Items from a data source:
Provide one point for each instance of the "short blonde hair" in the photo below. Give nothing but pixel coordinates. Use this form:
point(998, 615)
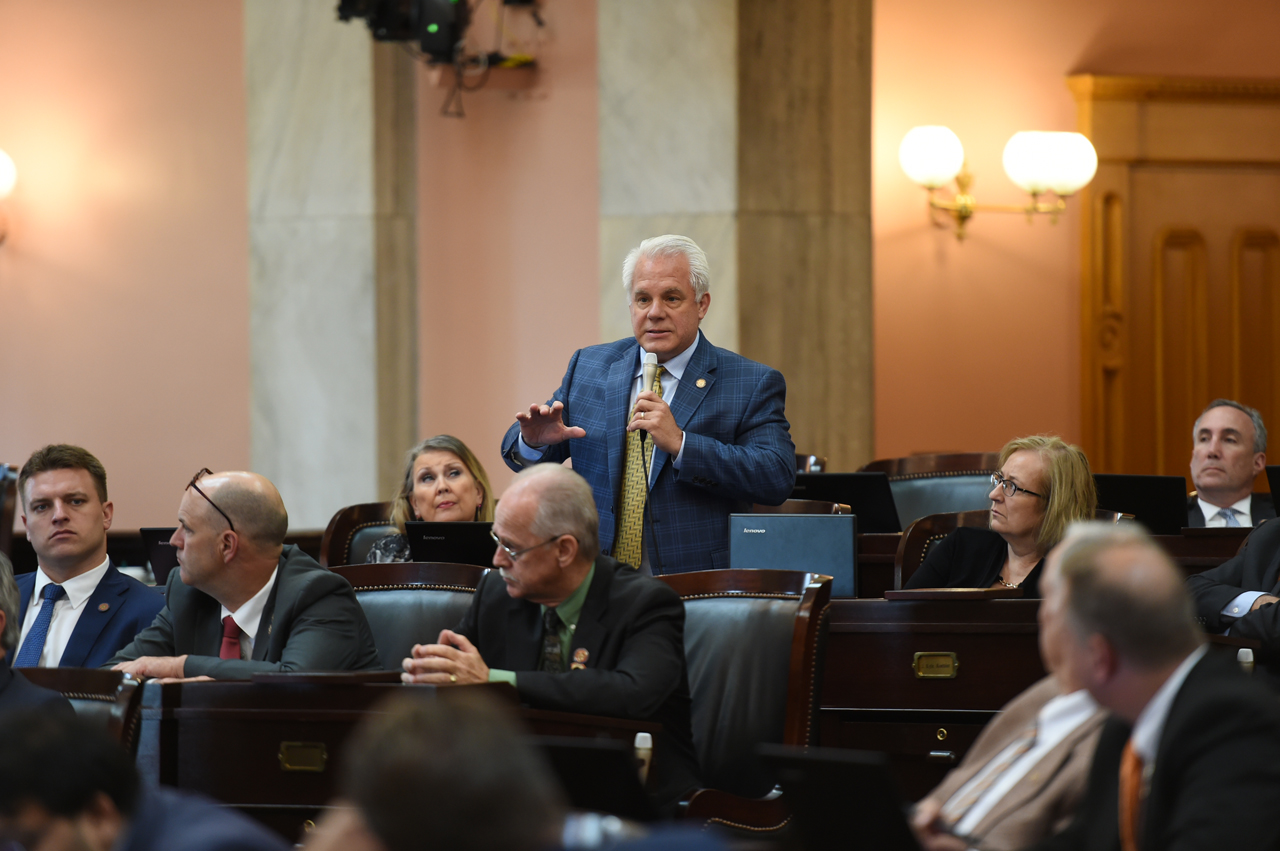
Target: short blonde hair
point(401, 507)
point(1072, 493)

» **Task requirements**:
Each record above is to be returned unchanged, while any picture it holds stays out.

» **Solution to the problem**:
Provide one point for each instance of the "short blonde hair" in the photo below. Give nothing but pixel coordinates. Use this form:
point(998, 615)
Target: short blonde hair
point(401, 507)
point(1072, 493)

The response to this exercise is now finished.